Rewrite the records below, changing every "drop a point" to "place a dot" and keeping everything else the same. Leave out the pictures.
※ ※ ※
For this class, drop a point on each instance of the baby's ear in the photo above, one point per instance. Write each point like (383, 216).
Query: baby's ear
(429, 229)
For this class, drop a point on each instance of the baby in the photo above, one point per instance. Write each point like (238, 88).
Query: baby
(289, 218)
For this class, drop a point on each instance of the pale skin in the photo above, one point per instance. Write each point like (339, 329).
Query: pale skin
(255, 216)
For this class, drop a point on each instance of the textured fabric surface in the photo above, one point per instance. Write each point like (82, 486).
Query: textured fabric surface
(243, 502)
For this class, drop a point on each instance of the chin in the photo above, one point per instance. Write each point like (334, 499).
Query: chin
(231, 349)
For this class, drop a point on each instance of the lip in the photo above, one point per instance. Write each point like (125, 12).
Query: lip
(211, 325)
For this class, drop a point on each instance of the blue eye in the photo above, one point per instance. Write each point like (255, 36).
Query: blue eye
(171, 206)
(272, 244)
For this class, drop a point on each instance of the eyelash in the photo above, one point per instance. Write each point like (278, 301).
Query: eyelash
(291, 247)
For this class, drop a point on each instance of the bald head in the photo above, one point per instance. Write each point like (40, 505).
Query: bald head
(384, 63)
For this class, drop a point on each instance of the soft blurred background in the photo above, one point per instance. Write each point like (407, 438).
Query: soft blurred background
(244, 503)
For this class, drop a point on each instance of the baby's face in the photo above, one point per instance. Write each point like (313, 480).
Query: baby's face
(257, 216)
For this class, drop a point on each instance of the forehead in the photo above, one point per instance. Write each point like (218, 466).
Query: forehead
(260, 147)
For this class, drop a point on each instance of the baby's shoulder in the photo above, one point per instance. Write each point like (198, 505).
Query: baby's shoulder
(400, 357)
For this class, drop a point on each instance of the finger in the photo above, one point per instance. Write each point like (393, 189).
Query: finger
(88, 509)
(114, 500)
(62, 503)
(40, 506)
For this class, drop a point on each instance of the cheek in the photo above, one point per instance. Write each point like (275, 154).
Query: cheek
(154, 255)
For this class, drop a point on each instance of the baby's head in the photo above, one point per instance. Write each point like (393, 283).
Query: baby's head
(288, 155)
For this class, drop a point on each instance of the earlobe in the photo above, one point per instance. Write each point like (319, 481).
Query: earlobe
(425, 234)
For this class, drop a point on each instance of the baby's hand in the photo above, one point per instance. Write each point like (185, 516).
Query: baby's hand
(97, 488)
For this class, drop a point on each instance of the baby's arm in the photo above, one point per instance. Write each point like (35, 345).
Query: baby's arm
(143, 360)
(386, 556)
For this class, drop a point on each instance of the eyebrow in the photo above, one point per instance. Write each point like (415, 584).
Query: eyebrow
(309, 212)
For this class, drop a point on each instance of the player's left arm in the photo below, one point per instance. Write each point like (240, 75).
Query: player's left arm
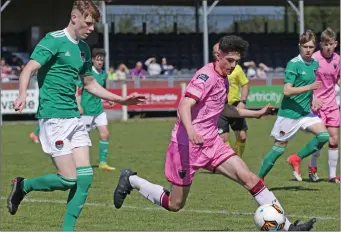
(92, 86)
(234, 112)
(244, 83)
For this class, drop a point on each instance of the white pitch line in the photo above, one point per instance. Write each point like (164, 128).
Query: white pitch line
(161, 209)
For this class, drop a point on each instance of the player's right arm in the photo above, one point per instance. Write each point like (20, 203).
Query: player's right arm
(43, 52)
(196, 91)
(290, 76)
(24, 80)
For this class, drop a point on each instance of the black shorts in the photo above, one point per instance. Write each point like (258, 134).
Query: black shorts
(237, 124)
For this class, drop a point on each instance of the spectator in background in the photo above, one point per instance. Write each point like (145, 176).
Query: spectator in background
(251, 69)
(153, 67)
(262, 70)
(166, 69)
(138, 71)
(111, 74)
(122, 72)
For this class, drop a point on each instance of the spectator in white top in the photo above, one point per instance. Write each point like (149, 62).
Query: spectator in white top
(153, 68)
(122, 72)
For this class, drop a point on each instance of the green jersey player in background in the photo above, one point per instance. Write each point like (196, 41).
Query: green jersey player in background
(61, 57)
(91, 108)
(295, 110)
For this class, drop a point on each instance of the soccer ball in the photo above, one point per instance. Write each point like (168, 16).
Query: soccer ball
(269, 217)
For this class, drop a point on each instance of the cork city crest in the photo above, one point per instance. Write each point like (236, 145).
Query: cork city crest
(82, 56)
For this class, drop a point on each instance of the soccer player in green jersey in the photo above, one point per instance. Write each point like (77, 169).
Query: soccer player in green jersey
(295, 110)
(92, 111)
(60, 58)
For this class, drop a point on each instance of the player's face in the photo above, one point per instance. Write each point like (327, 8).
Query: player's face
(228, 61)
(98, 62)
(307, 49)
(84, 25)
(328, 47)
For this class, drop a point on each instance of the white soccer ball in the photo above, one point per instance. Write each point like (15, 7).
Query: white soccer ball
(269, 217)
※ ※ ※
**Exercise output**.
For this class, place a dot on each instance of the baby's ear in the photo above, one point per instance. Write each point like (383, 216).
Query: baby's ear
(429, 229)
For this class, place a dot on each instance of the baby in the photo above, one point per instance. Write each point like (238, 88).
Query: baby
(289, 218)
For this class, place a dot on each instance of the pale skin in the photo above, one point per instance. Write each point like (339, 329).
Query: pale skin
(255, 216)
For this class, place a dot on each instance of the textured fabric surface in the photo above, one point per instance. Write each point like (82, 486).
Query: textured fabric surface
(243, 502)
For this class, place a dot on each instance of the chin in the photo above, one point per instance. Write each point like (334, 499).
Query: chin
(231, 349)
For this class, place a dot on each instance of the lip in the photo above, one point per instance. Write each point like (125, 12).
Query: lip
(211, 325)
For this class, place a dot on each instance of the blue eye in the photo above, one point per instance. Write each point like (255, 36).
Query: blue eye
(171, 206)
(272, 244)
For this class, place a dot on each instance of the eyelash in the photo above, one point per instance. Write each point like (278, 301).
Query: eyelash
(291, 247)
For this class, place a dot on each instance of the bald head in the photo above, one point per instance. Write each point like (40, 505).
Query: bald head
(384, 63)
For this class, place a dot on each instance of the soft blurred background in the photo above, one point per instance. Write each point like (407, 438).
Query: soft blurred background
(244, 503)
For this class, place a dot on each instance of the baby's face in the photo above, one point per instance. Write each point like (313, 480).
Query: baby's face
(257, 216)
For this class, place a dot on each instance of the forehead in the photo above, one point per instance. Write each point like (218, 466).
Query: forehead
(260, 147)
For this class, place a dot on each instance of the baby's shoulder in the photo above, one point per instance. Write each point like (198, 505).
Query: baby's shoulder
(400, 357)
For this class, place a dot on each instance of the finger in the photo above, one point per instance. Write each point like (393, 189).
Query: finger
(88, 509)
(114, 500)
(62, 503)
(40, 506)
For this class, place a dot on each instance of the cheek in the photo above, one point per instance. Write each point like (275, 154).
Query: cheek
(154, 255)
For this class, place a dot on each instance of the baby's head in the photo above, one point per instance. Write each point like (393, 283).
Query: baby's head
(288, 155)
For this class, place a dot on each instance of the earlobe in the photo above, one point per instance. Write each point like (319, 481).
Query: earlobe
(425, 234)
For this class, place a dot on each instance of the baby's hand in the photo above, one point per instance. Write each point like (185, 516).
Query: baby's hand
(97, 488)
For this class, place a dot on each instance of the baby's arm in the photo above, one point per instance. Write each point like (35, 345).
Query: baby's arm
(143, 360)
(386, 556)
For this class, place a dot on each instance of the eyebrow in the photo above, one point per instance. Write each point like (415, 584).
Query: eyebrow
(309, 212)
For this class, place a dot on each instance of the player's left arm in the photo below, one point per instance. Write each point like (240, 75).
Query: player's left arm
(92, 86)
(234, 112)
(244, 83)
For this class, place a dot on each instance of the white pitch line in the photo above, one point per instance. Write each point like (164, 128).
Query: white pitch line
(161, 209)
For this class, place a dot on each instance of the player's right arm in the photo above, one point per instance. Write each point like (20, 203).
Query: player's right arm
(43, 52)
(196, 91)
(290, 76)
(24, 80)
For this class, place a dot on each instance of the black shorts in the photo above, one point per instance. Write each point like (258, 134).
Query: black shorts
(237, 124)
For this class, place a dot on each instance of the spectator in background in the photo above, one point per instance. Write each point like (145, 176).
Query: spectator in background
(251, 69)
(153, 67)
(262, 70)
(166, 69)
(138, 71)
(111, 74)
(122, 72)
For this class, place a dot on each instance of the spectator in white top in the photo above, one point per instance. Write each point like (149, 62).
Query: spectator in white top
(153, 68)
(122, 72)
For this class, place a dot on each instance of the green jersey player in background in the photo above, one point per instance. Write each point like (196, 41).
Query: green jersey player in background
(61, 57)
(91, 108)
(295, 110)
For this class, place a dot on each instance of the soccer ball in the photo above, one point per instance. Write each point like (168, 16).
Query: soccer ball
(269, 217)
For this class, place a dot on each instance of the cork city crest in the photo above, one point per instance. Write each point like (236, 145).
Query: cork city crest
(82, 56)
For this class, place a dot on each instance of the soccer player in green jersey in the photo above, one point per instance. Write each point like (77, 169).
Query: soccer player in green jersey
(295, 110)
(92, 111)
(60, 58)
For this class, place a dot on each instance of the player's face in the photo above, one point per instance. Write each point like (327, 8).
Query: player's face
(228, 61)
(98, 62)
(307, 49)
(84, 25)
(328, 47)
For this class, place a dot on each instance of the white soccer ball in the photo above, one point per instance. Write each point like (15, 7).
Query: white soccer ball
(269, 217)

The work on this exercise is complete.